• **Task 1**
According to the article on anti-cannabis propaganda, how many examples of anti-weed propaganda does it present?
• **Task 2**
From the article on anti-cannabis propaganda, copy the passage from "Although cannabis has" up to and including "lies and fears.".

Although cannabis has become normalized throughout popular culture, anti-weed propaganda still perpetuates the social stigma that has long dampened the reputation of this incredibly resourceful plant.
Gone are the days of flat out unhinged propaganda that portrayed cannabis as a violence-inducing, family-destroying, and all-around life-ruining drug. Still, deeply rooted within the hysteria of anti-weed propaganda is unbridled racism, sexism, and a narrative built on nothing but lies and fears.
Propaganda and misinformation is still there to be thwarted in the present day, but you’ll realize just how far the cannabis movement has come after looking at this insane (and oftentimes rage-inducing) anti-weed propaganda that has been weaponized throughout history.
We’ll dissect the origins of anti-cannabis rhetoric, and also share some examples of how it evolved through television airwaves. Here are 10 of the most infuriating, obscene, and all-around insane examples of anti-weed propaganda throughout history.
Historically Significant Anti-Cannabis Propaganda
Let’s start with a bad trip down memory lane and look at the earliest instances of anti-cannabis propaganda. These examples re-shaped society and transformed an incredibly useful plant into a heinous substance that would be stigmatized for years to come.

• **Data shown**
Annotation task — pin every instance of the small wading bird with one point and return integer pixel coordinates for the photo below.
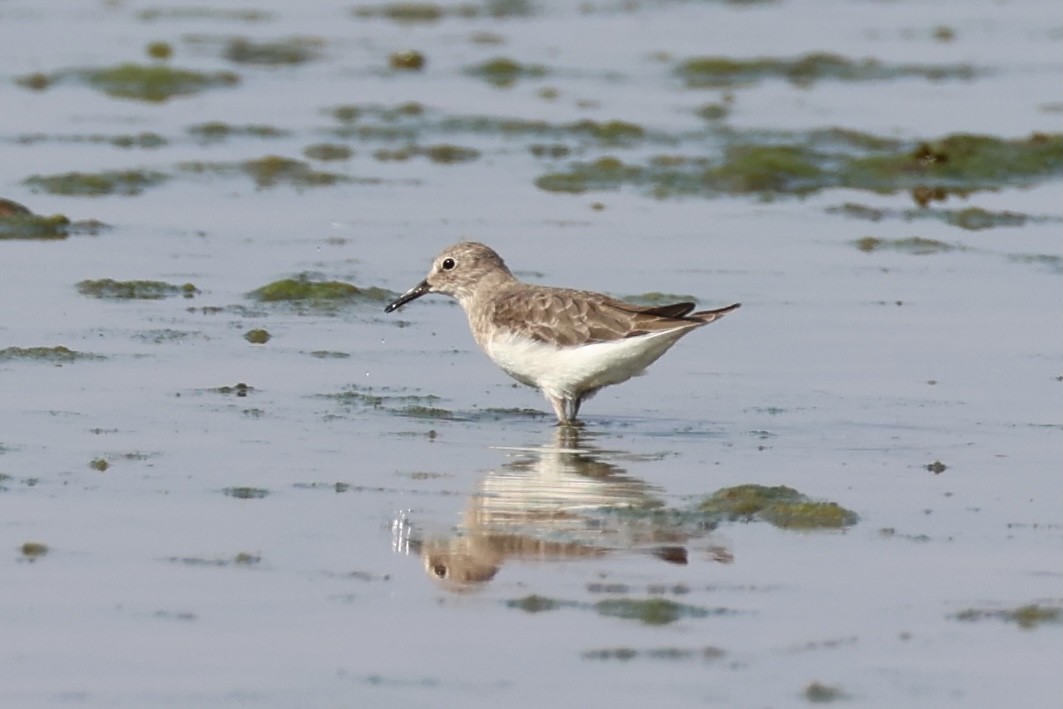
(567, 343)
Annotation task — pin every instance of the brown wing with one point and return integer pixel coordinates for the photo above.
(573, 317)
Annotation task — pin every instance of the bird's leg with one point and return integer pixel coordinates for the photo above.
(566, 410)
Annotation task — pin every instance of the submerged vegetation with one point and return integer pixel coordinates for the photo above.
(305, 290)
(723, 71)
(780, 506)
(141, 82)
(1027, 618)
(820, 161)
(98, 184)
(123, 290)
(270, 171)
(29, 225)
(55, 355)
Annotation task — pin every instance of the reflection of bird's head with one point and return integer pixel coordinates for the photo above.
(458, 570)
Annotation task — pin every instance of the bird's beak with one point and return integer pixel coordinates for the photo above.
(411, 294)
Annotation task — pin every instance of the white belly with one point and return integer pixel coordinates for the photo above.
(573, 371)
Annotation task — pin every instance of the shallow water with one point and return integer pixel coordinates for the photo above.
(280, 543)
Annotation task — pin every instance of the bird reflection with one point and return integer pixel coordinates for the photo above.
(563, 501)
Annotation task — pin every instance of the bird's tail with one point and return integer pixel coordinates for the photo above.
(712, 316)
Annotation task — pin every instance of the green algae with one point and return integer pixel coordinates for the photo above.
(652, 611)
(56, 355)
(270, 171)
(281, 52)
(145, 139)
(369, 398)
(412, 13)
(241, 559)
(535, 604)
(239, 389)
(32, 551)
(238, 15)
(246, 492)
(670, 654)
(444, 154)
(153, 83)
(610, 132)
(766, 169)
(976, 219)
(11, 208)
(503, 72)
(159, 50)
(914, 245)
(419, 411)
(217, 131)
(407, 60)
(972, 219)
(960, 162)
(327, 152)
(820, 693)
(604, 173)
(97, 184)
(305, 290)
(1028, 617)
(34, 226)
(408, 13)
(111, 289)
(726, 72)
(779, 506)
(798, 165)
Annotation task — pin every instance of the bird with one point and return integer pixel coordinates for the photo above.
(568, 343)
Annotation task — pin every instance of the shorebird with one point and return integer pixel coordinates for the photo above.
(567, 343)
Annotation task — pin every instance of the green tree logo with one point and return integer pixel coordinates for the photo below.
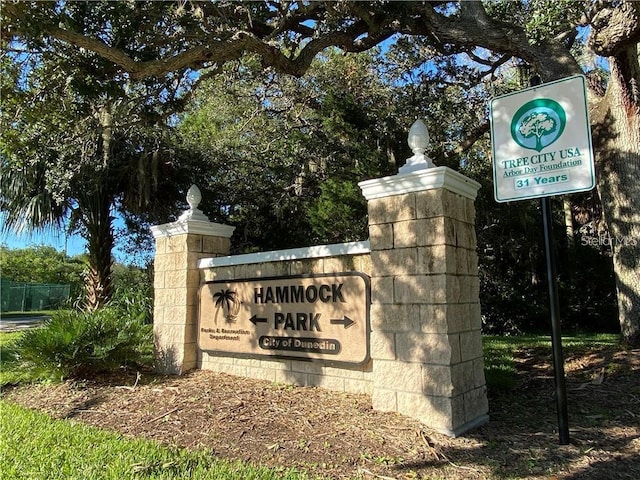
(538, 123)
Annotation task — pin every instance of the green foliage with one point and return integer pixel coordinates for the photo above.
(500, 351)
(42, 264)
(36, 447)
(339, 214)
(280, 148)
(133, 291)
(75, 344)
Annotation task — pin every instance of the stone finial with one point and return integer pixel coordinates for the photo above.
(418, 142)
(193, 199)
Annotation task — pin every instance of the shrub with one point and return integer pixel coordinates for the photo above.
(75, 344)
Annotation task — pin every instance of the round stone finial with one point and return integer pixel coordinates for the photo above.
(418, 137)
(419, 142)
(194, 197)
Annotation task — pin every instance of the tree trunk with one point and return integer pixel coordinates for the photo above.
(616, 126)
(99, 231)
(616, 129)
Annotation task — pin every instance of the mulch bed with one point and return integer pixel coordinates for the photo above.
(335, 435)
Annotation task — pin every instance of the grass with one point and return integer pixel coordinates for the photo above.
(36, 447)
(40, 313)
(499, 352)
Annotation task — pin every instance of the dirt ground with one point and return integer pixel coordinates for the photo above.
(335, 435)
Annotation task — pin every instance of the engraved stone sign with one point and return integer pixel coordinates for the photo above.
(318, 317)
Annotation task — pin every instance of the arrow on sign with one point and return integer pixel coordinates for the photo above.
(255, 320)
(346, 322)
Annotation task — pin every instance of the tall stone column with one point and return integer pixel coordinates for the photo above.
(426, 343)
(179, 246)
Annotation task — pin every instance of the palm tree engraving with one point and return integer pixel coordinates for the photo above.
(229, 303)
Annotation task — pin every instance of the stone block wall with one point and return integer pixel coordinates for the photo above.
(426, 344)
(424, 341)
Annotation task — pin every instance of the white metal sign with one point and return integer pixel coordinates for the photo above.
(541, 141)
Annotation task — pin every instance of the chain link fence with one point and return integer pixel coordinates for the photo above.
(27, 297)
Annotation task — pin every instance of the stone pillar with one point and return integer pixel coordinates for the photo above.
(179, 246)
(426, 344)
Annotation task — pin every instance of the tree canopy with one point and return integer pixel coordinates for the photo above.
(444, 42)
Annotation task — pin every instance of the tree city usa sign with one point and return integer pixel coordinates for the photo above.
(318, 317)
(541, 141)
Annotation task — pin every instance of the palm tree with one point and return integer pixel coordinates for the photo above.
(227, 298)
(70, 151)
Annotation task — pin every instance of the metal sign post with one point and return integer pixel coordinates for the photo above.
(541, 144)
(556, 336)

--

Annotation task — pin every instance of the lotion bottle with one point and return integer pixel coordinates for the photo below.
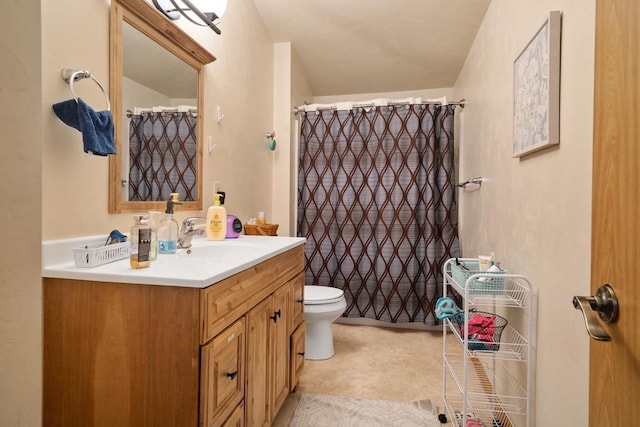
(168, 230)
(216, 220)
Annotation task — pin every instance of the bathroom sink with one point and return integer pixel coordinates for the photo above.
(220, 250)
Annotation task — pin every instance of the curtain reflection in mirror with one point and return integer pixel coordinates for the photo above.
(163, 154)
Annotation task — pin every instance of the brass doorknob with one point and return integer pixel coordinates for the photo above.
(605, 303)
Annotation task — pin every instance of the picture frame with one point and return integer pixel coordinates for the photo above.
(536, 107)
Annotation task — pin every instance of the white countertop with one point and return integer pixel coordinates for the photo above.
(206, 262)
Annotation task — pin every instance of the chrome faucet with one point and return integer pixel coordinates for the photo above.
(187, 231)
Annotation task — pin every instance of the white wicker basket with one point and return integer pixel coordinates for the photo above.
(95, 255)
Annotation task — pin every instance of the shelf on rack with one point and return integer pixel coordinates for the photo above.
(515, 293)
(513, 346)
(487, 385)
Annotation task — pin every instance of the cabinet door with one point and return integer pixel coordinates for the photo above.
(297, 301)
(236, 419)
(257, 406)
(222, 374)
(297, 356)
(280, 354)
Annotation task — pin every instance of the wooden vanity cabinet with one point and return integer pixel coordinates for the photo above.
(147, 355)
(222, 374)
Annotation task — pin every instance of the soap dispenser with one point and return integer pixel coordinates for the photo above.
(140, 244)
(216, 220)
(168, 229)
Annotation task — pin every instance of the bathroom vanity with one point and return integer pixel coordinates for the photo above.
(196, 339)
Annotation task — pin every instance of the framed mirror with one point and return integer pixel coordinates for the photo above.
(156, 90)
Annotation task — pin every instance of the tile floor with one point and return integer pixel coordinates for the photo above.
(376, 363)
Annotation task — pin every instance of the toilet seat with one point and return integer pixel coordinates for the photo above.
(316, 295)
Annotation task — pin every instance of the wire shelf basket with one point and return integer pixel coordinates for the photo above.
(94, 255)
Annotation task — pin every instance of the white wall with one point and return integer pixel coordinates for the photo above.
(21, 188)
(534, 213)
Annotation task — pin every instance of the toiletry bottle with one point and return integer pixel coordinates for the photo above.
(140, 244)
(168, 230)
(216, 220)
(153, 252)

==

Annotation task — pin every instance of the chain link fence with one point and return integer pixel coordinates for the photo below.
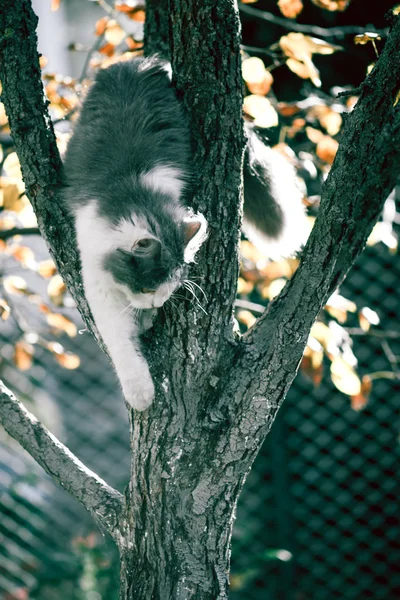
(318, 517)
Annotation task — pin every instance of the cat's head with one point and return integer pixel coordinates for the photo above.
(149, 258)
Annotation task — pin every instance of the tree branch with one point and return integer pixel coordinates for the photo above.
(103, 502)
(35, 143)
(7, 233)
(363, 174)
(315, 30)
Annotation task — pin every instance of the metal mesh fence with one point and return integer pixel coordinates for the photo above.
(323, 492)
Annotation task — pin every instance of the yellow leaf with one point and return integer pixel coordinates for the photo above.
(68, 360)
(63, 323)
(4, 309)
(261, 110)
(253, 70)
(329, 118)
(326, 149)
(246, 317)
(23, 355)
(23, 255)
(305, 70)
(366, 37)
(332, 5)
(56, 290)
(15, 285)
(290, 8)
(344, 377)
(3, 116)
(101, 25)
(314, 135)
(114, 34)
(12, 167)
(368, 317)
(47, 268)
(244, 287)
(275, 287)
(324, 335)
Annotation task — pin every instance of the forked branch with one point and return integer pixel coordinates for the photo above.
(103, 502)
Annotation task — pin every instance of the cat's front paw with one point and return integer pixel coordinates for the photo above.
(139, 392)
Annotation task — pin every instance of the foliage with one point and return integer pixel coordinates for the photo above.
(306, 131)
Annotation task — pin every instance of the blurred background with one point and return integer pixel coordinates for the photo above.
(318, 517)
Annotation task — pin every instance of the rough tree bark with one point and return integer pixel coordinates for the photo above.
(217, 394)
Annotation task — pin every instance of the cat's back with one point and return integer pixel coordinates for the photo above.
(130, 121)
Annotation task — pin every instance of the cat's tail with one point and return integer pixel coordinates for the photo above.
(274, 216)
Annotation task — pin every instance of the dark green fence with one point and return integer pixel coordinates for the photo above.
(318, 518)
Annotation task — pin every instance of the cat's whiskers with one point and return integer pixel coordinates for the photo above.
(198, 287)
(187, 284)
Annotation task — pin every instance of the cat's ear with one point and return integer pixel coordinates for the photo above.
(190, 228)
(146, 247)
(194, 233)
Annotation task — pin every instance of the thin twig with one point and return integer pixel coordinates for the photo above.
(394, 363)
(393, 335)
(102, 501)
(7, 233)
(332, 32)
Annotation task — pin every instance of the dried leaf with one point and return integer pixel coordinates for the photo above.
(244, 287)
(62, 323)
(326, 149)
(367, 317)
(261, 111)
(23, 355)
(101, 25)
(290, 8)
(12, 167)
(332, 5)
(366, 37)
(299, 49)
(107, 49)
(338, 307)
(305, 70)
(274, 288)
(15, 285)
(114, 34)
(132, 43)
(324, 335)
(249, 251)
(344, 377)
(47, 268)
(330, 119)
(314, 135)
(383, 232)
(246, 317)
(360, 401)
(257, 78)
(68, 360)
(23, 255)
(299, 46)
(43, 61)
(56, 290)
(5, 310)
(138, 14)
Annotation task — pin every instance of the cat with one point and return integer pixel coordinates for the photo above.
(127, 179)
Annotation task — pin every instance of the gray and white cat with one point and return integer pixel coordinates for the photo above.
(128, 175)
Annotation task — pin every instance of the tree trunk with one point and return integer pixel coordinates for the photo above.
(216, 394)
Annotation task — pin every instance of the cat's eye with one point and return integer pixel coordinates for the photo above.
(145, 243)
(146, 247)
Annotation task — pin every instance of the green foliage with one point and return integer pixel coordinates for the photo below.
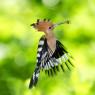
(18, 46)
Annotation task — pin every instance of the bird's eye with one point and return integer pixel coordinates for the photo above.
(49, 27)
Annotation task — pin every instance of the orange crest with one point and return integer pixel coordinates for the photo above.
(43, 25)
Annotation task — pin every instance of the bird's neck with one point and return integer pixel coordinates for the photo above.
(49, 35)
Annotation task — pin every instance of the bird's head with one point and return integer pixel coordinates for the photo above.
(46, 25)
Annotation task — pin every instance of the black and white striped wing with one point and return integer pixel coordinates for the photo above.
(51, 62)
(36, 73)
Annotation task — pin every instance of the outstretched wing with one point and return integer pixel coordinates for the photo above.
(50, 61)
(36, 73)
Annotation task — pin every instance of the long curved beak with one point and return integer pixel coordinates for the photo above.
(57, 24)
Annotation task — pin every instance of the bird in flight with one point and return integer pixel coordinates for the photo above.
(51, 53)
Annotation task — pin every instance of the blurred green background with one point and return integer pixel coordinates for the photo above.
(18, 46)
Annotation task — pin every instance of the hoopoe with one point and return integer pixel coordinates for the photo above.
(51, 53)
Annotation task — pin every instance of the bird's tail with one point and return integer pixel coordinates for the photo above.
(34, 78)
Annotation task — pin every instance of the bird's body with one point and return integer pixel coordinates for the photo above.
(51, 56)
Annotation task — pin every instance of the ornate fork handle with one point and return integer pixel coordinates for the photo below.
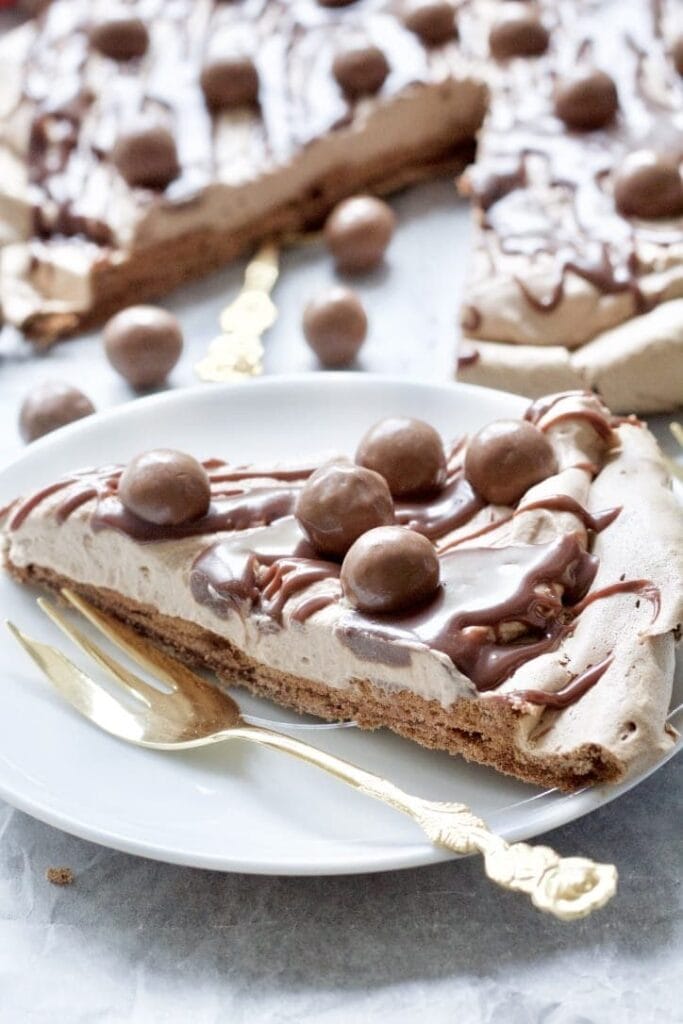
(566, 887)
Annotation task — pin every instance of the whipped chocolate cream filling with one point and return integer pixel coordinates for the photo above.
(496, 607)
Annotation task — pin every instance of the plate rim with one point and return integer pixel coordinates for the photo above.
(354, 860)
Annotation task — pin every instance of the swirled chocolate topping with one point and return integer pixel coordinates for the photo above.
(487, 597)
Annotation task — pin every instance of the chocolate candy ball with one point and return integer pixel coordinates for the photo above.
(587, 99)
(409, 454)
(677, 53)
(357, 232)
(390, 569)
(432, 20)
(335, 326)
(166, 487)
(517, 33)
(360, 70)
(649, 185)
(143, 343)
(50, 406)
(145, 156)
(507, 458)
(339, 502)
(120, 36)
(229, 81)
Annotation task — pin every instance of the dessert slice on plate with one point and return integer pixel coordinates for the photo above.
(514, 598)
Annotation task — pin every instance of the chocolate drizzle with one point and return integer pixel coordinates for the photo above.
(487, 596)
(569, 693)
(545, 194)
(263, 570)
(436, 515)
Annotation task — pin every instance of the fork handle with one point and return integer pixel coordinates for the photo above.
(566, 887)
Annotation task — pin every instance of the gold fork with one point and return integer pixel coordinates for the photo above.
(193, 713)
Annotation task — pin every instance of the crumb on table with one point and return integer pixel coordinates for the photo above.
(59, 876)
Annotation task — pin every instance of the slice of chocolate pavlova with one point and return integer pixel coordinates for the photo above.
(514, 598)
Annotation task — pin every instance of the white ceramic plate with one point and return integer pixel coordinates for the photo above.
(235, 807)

• **Written solution 1**
Ten.

• **Written solution 2**
Although cannabis has become normalized throughout popular culture, anti-weed propaganda still perpetuates the social stigma that has long dampened the reputation of this incredibly resourceful plant.
Gone are the days of flat out unhinged propaganda that portrayed cannabis as a violence-inducing, family-destroying, and all-around life-ruining drug. Still, deeply rooted within the hysteria of anti-weed propaganda is unbridled racism, sexism, and a narrative built on nothing but lies and fears.